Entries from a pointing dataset
────

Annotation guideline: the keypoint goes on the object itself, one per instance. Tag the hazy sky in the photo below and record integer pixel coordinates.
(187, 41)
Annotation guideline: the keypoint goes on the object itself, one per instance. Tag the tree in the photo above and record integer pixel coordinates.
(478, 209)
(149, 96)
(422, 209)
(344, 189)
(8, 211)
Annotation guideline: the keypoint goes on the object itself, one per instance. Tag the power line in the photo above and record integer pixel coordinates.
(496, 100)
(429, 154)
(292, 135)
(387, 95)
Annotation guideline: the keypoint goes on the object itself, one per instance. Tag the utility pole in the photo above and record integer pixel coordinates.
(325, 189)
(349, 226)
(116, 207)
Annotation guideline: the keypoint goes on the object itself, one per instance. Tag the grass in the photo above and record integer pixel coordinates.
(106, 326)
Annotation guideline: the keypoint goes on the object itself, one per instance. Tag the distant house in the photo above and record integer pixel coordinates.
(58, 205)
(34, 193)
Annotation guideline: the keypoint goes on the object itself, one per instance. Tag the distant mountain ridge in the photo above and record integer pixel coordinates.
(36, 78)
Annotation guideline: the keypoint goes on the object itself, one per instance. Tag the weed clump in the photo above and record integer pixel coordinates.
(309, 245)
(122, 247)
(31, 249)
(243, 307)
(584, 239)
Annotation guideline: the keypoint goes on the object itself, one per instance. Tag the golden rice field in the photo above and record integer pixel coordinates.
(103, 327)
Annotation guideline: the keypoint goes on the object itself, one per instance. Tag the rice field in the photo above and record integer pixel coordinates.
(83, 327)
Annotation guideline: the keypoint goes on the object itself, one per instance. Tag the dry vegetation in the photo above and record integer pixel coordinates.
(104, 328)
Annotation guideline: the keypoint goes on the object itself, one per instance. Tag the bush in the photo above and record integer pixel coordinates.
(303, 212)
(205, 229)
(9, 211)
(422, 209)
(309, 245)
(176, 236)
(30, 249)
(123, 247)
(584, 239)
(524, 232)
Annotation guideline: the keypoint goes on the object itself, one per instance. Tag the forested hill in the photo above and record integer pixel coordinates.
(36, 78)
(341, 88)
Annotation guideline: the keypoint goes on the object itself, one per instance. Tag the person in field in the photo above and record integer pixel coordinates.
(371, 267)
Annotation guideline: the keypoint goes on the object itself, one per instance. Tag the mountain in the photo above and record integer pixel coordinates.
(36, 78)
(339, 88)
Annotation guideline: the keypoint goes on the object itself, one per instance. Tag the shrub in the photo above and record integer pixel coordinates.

────

Reproduce all the data word for word.

▶ [Written answer]
Annotation guideline: the keypoint goes on the object itself, one per instance. Tag the hazy sky in the photo below and record integer pixel coordinates.
(187, 41)
Annotation guideline: the keypoint goes on the object itself, one per instance. Tag the tree in the photo above and record integer pixel coordinates.
(478, 209)
(149, 96)
(422, 209)
(344, 189)
(8, 211)
Annotation guideline: the keypoint goes on the object itself, one per instance. Tag the power line in the photo above and record integer pixel coordinates.
(496, 100)
(429, 154)
(292, 135)
(387, 95)
Annotation guideline: the keypoint goes on the object itself, one per instance. Tag the utility pole in the photo above and record integer pixel coordinates.
(325, 189)
(349, 226)
(116, 207)
Annotation guideline: the keypoint goes on the object itself, one per instance. Tag the grass in the photo above and record integer pixel coordinates.
(106, 326)
Annotation guideline: the keypoint goes on the object itself, one per instance. Tag the distant house in the photo above and record integer pixel coordinates.
(58, 205)
(34, 193)
Annotation guideline: the keypoint goes on the object itself, one per instance. Tag the distant mountain ridge in the photo above and record integer pixel coordinates.
(36, 78)
Annotation guideline: the keypoint goes on the object itself, one per instance. Tag the weed clump in the photo above and record integer pixel coordinates.
(309, 245)
(122, 247)
(31, 249)
(243, 307)
(584, 239)
Annotation guideline: the keypoint goes on the object itself, one per instance. Tag the golden rice field in the photo above and record integer pixel coordinates.
(103, 327)
Annotation guideline: the keypoint goes on the object itself, one per instance. Tag the rice field in the photo above and record integer pixel coordinates.
(83, 327)
Annotation guideline: the keypoint goes on the object itself, one per instance. Tag the dry vegetation in the photo above and record integer pixel coordinates.
(104, 328)
Annotation guideline: the keypoint goes on the object itself, one per instance. Tag the bush in the photo above and record integer pixel coordinates.
(303, 212)
(205, 229)
(9, 211)
(422, 209)
(309, 245)
(176, 236)
(30, 249)
(123, 247)
(584, 239)
(524, 232)
Annotation guideline: the keypoint goes on the object itself, one per instance. Tag the forested hill in the photo above and record integer pixel coordinates.
(36, 78)
(341, 88)
Annotation guideline: the keypoint goes on the object itself, one per instance. Tag the person in field in the photo above and record integer pixel coordinates.
(371, 267)
Annotation guideline: the keypoint goes on the object itself, one per instance. Tag the mountain in the photo above and record integer pixel coordinates.
(36, 78)
(339, 88)
Annotation guideline: the keypoint goes on the object itself, one per instance. Tag the shrub in the photo above and record integer pixel coordinates.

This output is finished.